- TEXTE CHOISI
════════

Telle est la vocation de ce somptueux récit de vie, de force et de lumière, portrait de Jacques Lusseyran (1924-1971) devenu aveugle à 8 ans, l’oeil percé par une branche de lunettes. Un choc qui entraîne la cécité immédiate et solidaire du second oeil.
« On me dit que j’étais aveugle: je n’en fis pas l’expérience. J’étais aveugle pour les autres. Moi, je l’ignorais et l’ai toujours ignoré, sinon par concession envers eux.«
Habité d’une lumière intérieure, d’un « troisième oeil« , soutenu par une maman qui fait de l’éducation de son fils un « sacerdoce », l’enfant va rapidement développer des capacités sensorielles (ouïe, odorat, 6e sens, …) exceptionnelles, cumuler les apprentissages, cultiver l’excellence.
Vient la guerre.

════════

- LISTE DES LIGNES
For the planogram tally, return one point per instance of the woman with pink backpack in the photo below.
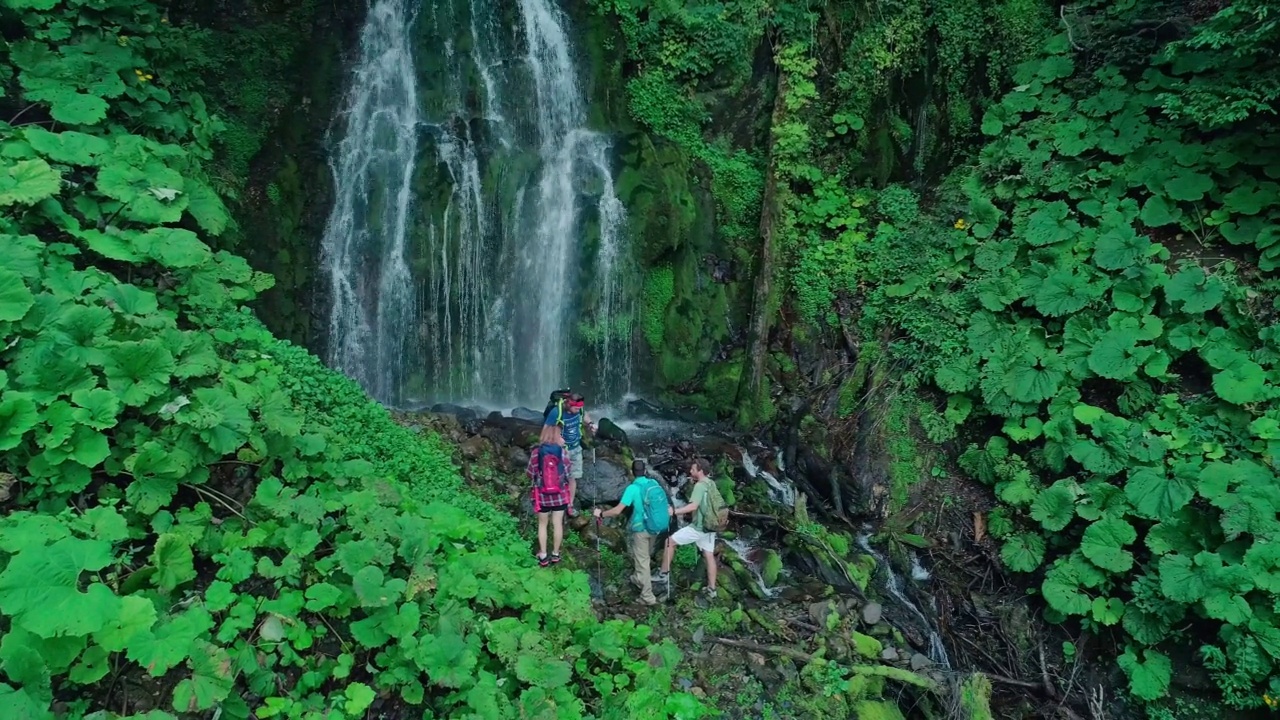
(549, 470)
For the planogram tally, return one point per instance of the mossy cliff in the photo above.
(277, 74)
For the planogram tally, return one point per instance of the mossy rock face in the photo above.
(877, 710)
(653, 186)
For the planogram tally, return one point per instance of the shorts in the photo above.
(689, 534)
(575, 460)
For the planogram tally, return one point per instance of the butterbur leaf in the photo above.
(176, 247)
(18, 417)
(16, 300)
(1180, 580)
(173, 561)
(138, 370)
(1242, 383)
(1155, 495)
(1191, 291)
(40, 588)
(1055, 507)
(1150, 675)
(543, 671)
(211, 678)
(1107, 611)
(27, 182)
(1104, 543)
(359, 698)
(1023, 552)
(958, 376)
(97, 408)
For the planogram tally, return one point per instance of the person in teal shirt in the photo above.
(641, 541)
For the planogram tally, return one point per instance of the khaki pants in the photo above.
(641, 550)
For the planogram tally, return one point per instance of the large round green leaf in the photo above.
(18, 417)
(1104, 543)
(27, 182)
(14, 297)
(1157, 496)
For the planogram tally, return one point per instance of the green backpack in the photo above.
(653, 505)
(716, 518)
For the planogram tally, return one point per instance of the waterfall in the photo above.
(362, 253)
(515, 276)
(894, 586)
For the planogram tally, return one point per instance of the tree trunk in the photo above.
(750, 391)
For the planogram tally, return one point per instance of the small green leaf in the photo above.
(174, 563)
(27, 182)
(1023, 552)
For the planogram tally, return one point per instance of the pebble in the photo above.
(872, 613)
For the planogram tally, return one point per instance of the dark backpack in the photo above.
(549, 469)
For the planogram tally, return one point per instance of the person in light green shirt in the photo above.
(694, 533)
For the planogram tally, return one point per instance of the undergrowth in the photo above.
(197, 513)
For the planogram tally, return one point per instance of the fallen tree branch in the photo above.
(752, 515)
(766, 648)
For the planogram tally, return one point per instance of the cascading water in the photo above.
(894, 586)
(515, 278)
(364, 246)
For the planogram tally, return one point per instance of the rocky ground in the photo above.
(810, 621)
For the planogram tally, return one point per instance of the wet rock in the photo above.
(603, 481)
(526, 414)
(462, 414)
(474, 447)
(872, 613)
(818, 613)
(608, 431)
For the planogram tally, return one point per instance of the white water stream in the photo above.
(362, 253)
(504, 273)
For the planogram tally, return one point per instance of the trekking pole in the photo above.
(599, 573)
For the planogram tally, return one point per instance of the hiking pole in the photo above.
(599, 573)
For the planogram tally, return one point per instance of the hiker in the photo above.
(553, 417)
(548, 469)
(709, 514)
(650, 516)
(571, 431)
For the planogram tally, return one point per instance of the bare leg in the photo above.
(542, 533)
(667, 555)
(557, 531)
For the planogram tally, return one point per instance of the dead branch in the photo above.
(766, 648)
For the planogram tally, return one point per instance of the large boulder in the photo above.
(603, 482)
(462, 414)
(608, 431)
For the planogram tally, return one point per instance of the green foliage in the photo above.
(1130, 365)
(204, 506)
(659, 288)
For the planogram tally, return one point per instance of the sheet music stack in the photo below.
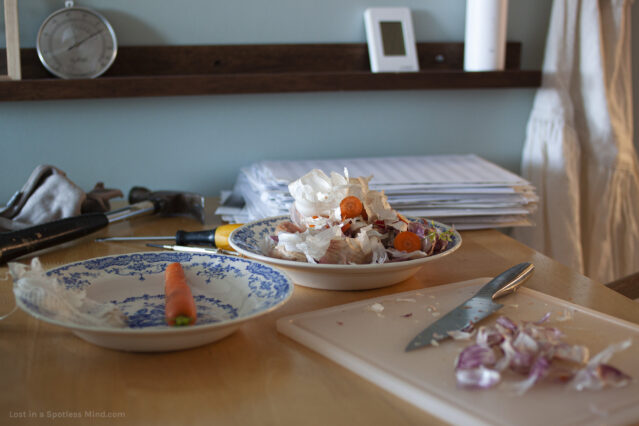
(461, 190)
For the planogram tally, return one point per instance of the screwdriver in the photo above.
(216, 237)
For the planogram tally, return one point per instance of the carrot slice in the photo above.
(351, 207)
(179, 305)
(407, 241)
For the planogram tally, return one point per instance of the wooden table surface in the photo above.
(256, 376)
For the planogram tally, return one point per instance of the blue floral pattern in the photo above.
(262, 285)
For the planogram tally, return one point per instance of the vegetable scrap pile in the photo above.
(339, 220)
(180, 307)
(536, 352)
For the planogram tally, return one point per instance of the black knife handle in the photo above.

════════

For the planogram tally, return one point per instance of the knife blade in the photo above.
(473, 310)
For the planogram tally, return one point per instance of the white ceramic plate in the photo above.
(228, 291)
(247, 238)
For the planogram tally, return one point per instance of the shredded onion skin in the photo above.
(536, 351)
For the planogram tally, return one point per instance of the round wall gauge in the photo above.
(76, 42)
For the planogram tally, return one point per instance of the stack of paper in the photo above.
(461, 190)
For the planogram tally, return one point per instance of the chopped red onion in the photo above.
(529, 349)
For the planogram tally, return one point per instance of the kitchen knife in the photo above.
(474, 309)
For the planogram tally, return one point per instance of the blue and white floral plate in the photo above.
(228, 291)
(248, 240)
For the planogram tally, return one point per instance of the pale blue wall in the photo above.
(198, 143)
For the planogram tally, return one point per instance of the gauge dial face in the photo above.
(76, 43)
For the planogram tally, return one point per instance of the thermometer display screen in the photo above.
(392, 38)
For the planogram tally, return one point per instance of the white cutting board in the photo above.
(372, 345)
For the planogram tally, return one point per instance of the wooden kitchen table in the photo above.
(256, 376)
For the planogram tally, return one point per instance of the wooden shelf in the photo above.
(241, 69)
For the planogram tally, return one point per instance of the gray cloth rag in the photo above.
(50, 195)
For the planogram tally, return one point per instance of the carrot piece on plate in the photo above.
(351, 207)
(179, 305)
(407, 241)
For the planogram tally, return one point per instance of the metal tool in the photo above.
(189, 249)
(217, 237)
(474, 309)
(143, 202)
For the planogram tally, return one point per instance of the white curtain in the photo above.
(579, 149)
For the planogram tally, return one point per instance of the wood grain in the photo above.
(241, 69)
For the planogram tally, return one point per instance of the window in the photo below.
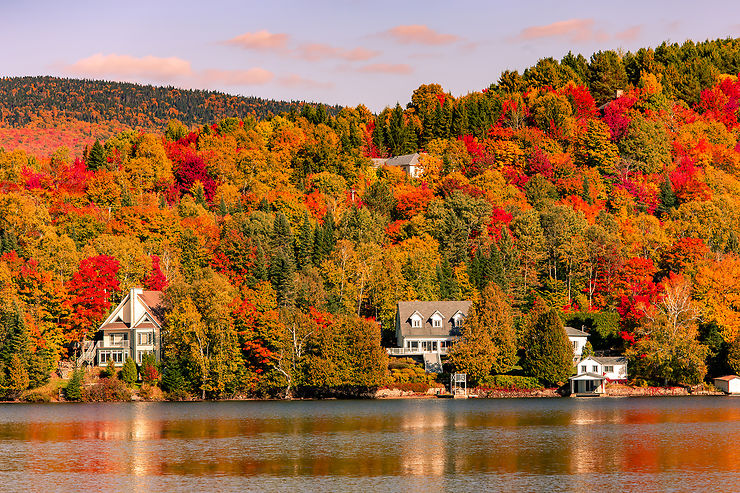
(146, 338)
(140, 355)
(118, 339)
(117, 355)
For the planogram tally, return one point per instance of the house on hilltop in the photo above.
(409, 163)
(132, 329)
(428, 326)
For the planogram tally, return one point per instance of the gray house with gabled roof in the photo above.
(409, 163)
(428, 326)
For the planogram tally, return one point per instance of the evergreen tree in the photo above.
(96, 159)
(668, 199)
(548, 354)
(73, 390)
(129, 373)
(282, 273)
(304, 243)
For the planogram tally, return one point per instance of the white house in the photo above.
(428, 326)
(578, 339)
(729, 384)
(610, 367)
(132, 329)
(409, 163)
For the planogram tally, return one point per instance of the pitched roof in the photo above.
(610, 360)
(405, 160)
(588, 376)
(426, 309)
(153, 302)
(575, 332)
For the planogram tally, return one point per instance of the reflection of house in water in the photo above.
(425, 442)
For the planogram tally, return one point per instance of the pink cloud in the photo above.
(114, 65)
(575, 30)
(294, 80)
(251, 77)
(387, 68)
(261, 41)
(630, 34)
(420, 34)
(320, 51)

════════

- CONSIGNES DE L'EXERCICE
a: Recopiez le passage du texte sur Jacques Lusseyran, en commençant à « Telle est la » et en terminant à « apprentissages, cultiver l’excellence. ».
b: D'après le texte sur Jacques Lusseyran, à quel âge est-il devenu aveugle ?

- RÉPONSES DANS L'ORDRE
a:
Telle est la vocation de ce somptueux récit de vie, de force et de lumière, portrait de Jacques Lusseyran (1924-1971) devenu aveugle à 8 ans, l’oeil percé par une branche de lunettes. Un choc qui entraîne la cécité immédiate et solidaire du second oeil.
« On me dit que j’étais aveugle: je n’en fis pas l’expérience. J’étais aveugle pour les autres. Moi, je l’ignorais et l’ai toujours ignoré, sinon par concession envers eux.«
Habité d’une lumière intérieure, d’un « troisième oeil« , soutenu par une maman qui fait de l’éducation de son fils un « sacerdoce », l’enfant va rapidement développer des capacités sensorielles (ouïe, odorat, 6e sens, …) exceptionnelles, cumuler les apprentissages, cultiver l’excellence.

b: À 8 ans.